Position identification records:
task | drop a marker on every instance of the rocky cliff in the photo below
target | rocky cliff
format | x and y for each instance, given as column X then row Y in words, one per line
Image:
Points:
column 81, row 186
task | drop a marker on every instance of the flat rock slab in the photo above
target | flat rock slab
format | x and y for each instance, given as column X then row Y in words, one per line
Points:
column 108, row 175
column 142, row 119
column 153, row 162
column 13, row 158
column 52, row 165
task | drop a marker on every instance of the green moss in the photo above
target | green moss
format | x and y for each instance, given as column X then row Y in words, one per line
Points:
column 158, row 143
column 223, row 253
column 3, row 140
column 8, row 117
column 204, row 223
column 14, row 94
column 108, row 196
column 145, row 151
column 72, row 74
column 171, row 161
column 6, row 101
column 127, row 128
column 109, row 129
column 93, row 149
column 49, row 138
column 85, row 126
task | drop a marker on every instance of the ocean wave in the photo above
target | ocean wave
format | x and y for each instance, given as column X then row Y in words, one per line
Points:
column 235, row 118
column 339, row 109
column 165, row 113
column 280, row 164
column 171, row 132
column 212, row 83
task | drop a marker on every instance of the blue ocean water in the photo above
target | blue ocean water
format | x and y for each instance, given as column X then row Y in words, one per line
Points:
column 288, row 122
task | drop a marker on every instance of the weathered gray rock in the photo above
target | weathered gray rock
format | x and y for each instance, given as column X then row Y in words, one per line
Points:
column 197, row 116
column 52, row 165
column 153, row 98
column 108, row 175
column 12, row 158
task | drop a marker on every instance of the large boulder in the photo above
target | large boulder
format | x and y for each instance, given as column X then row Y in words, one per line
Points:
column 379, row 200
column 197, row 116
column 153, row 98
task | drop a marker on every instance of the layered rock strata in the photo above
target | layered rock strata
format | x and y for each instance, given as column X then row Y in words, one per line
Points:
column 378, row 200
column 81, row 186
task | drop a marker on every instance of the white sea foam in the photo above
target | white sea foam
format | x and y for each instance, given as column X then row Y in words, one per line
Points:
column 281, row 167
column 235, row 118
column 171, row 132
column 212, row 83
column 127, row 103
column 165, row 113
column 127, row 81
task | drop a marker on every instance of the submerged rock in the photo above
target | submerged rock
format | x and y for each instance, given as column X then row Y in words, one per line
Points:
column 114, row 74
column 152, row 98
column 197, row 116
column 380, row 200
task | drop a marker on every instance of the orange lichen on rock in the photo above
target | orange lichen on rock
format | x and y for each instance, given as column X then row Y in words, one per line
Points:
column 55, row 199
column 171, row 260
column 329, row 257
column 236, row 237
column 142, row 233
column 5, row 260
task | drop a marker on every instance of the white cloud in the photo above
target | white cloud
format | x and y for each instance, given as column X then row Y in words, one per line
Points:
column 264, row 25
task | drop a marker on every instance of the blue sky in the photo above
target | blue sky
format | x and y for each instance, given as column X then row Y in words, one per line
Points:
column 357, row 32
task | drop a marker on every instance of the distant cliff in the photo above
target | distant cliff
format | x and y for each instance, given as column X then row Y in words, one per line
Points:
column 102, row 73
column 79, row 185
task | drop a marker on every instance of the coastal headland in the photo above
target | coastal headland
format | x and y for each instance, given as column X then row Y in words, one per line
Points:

▶ _What the task asks_
Retype all of the entries above word for word, leaving every line unchanged.

▶ _Result for this exercise_
task | drop a marker on every instance of the rocky cliff in the photo below
target | rocky cliff
format | x and y for each instance, given as column X then row Y in words, one per line
Image:
Points:
column 81, row 186
task | drop a marker on every instance of the flat rock slab in the photo above
target | flat rock slab
format | x and y for each instance, given as column X then row Y in words, one per line
Points:
column 108, row 175
column 142, row 119
column 153, row 162
column 13, row 158
column 52, row 165
task | drop a marker on every instance of the green moss in the photo above
target | green moss
format | x and y for each instance, given as column X then row Y in words, one per line
Points:
column 158, row 143
column 223, row 253
column 3, row 140
column 8, row 117
column 204, row 223
column 14, row 94
column 108, row 196
column 145, row 151
column 72, row 74
column 171, row 161
column 6, row 101
column 127, row 128
column 109, row 129
column 93, row 149
column 49, row 138
column 85, row 126
task | drop a marker on every instance of the ocean wave in the photo above
target | ocean wave
format | x and y for each instance, given as column X then row Y in words, one per line
Points:
column 235, row 118
column 339, row 109
column 165, row 113
column 280, row 164
column 171, row 132
column 212, row 83
task | drop a marker on every instance of the blue ocean water in the photo above
target | blue ocean water
format | x and y for each instance, given as column X then row Y in words, one per line
Points:
column 288, row 122
task | drop a marker on every instance of the weathered gray rock in the photo above
target | weathered gray rock
format | x and y for each instance, given as column X then row Y in words, one per line
Points:
column 197, row 116
column 52, row 165
column 153, row 98
column 108, row 175
column 12, row 158
task | drop a marker on every instance of the large boulder in the photo above
target | large boulder
format | x and y for each instance, given as column X then row Y in words, one per line
Points:
column 379, row 200
column 197, row 116
column 153, row 98
task | drop a marker on every instance of the layered rock strata in the photo above
target | layered rock strata
format | x and y for each instance, given as column X then row Y in words, one per line
Points:
column 378, row 200
column 81, row 186
task | drop a marker on every instance of the white sea foam in the photo above
target | white sea foam
format | x and y for each instance, given as column X then row Y in words, one per line
Points:
column 281, row 167
column 235, row 118
column 171, row 132
column 212, row 83
column 127, row 103
column 165, row 113
column 127, row 81
task | drop a marker on every instance of the submerged rock in the photo above
target | submerged rock
format | x and y for each instance, given as column X then row Y in words, one per line
Points:
column 114, row 74
column 152, row 98
column 197, row 116
column 380, row 200
task | drop a marker on every instance of the orange lichen on rock in the photo above
target | orange lichen on rock
format | x and y for each instance, given as column X then row Y in words, one per line
Points:
column 55, row 199
column 171, row 260
column 329, row 257
column 236, row 237
column 142, row 233
column 5, row 260
task | drop a marker on every instance of the white cloud in the photo above
target | white cloud
format | x and y for each instance, given as column X then row Y in words, one per line
Points:
column 264, row 25
task | drop a marker on every instance of the blue sky in the photo above
target | blue sky
format | x and y for each instance, given as column X then row Y in words, one per line
Points:
column 357, row 32
task | drop a marker on every instance of the distant cliff in the photo above
target | distant cliff
format | x and y for each instance, given as column X then row Y in words, one per line
Points:
column 102, row 73
column 79, row 185
task | drop a marker on every instance of the coastal headland in the photo above
target | coastal headland
format | x and y for each instance, given as column X then row Y in words, one per line
Points:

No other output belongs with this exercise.